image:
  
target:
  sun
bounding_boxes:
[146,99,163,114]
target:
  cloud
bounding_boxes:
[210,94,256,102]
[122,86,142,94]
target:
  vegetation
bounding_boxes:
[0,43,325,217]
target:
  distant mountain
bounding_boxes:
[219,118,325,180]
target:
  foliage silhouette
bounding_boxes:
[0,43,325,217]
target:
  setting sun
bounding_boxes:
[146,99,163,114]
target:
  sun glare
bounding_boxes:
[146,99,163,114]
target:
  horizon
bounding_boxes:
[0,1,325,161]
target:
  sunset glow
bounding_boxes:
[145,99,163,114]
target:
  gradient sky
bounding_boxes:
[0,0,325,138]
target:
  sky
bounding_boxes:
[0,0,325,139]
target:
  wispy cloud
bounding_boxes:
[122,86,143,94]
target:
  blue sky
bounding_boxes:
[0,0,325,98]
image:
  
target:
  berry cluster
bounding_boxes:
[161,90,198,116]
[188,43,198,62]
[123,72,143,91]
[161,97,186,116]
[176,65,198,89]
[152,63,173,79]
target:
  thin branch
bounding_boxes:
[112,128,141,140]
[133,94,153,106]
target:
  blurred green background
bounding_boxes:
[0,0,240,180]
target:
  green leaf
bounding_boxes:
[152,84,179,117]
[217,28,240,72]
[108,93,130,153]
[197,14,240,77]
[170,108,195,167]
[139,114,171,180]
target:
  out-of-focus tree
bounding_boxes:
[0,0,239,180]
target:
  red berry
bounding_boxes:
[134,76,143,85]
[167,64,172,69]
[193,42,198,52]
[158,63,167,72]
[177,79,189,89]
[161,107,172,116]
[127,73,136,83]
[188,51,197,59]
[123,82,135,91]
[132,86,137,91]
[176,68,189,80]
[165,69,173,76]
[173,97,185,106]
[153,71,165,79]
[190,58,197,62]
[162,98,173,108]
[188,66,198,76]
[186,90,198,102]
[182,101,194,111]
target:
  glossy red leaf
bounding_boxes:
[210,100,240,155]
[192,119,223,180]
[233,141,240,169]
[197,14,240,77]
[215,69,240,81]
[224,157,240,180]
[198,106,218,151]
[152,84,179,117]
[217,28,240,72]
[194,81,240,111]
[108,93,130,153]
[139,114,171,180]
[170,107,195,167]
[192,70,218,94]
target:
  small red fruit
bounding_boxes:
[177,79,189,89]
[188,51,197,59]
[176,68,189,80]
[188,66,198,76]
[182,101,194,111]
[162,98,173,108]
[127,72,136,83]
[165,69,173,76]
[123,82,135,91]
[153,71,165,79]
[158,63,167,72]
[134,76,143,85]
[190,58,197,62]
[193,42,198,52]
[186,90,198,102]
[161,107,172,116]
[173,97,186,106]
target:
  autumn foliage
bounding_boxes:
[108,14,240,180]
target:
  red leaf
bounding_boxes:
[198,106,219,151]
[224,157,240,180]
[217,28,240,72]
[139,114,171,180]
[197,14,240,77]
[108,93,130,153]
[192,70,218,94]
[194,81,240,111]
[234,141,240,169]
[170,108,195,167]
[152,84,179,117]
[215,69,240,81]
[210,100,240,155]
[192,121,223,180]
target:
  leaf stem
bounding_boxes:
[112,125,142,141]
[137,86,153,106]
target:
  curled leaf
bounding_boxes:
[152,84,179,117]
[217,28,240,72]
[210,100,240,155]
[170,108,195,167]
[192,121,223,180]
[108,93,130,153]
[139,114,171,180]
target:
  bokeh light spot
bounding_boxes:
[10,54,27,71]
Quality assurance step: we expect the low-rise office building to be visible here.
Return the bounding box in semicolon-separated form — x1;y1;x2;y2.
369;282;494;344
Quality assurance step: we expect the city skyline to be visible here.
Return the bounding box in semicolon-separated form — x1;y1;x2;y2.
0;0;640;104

• **Given instruction**
Count the lines in the listing above that contain the string "here", treating uppercase and lowercase as different. Reply with that number only.

• **Problem solution**
2